**Work to complete**.
Please update the material below by replacing "batch job" with "labeling queue" throughout and leaving everything else unchanged. Omit the pictures from your answer.

**Stored dataset items**.
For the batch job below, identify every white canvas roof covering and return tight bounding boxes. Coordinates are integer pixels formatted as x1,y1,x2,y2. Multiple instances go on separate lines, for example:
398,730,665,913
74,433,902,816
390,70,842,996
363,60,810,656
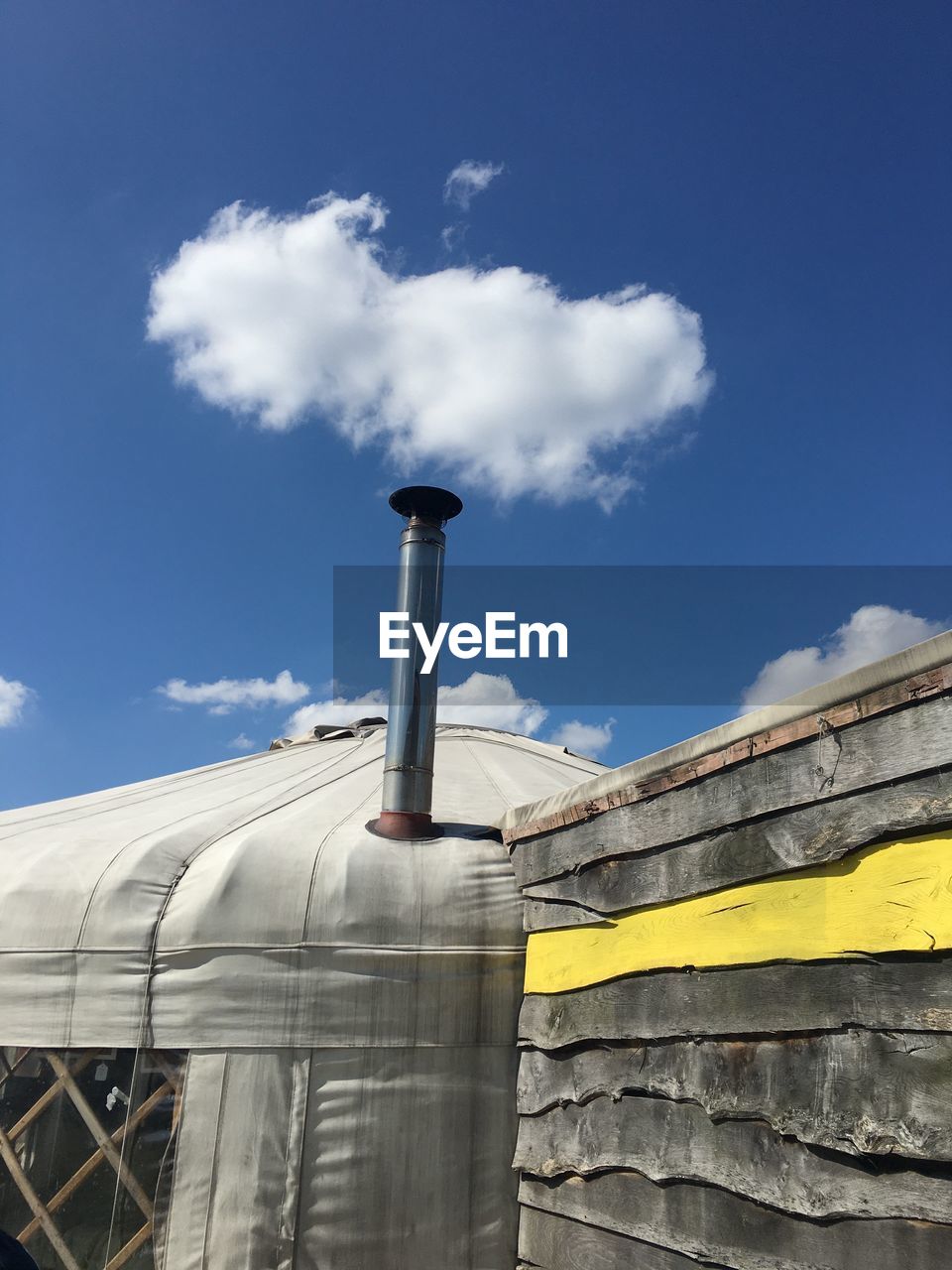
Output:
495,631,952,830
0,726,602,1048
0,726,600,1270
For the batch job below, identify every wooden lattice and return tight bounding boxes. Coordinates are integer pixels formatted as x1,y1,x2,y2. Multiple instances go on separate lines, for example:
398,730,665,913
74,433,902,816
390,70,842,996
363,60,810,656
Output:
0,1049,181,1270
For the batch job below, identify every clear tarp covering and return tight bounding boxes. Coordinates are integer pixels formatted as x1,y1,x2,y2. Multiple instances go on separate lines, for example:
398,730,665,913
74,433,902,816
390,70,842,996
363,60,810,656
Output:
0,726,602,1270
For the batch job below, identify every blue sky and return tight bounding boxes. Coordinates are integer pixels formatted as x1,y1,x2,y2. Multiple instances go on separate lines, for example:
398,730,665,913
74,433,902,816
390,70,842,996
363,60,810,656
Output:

**Answer to this exercise**.
For the labeling queue below, identify every white canvas roof covering and return tight bounding boxes. Coordinates are integer pixels formatted as x1,y1,x2,y2. Multiple instances go on separate lines, for example:
398,730,665,913
74,433,902,816
390,70,842,996
363,60,810,656
Output:
495,631,952,830
0,726,602,1048
0,726,600,1270
For the labeling queue below, identify every wooden lattice and return tight bounding boxes. Coordinates are integer pixels formatted as x1,y1,x2,y2. Multiple instances go on separate lines, for example:
398,730,665,913
74,433,902,816
390,70,842,996
363,60,810,656
Output:
0,1049,181,1270
For the labeling queue below, identify every clear tarp covering and return tight bounding boxes. Coordinates are integer pixels formatted as x1,y1,x2,y2. Multiple instances go on separate lines, for example:
398,730,665,913
74,433,902,816
390,70,842,996
363,60,810,656
Output:
0,726,602,1270
For the labeling queue below, identify every blue sky and return tight bounding boxes. Coordinates are integer pixels formatted as x1,y1,x2,y2. Multiple instances go on separate lines, for example:
398,730,665,913
74,433,902,816
390,70,842,996
363,60,810,656
Output:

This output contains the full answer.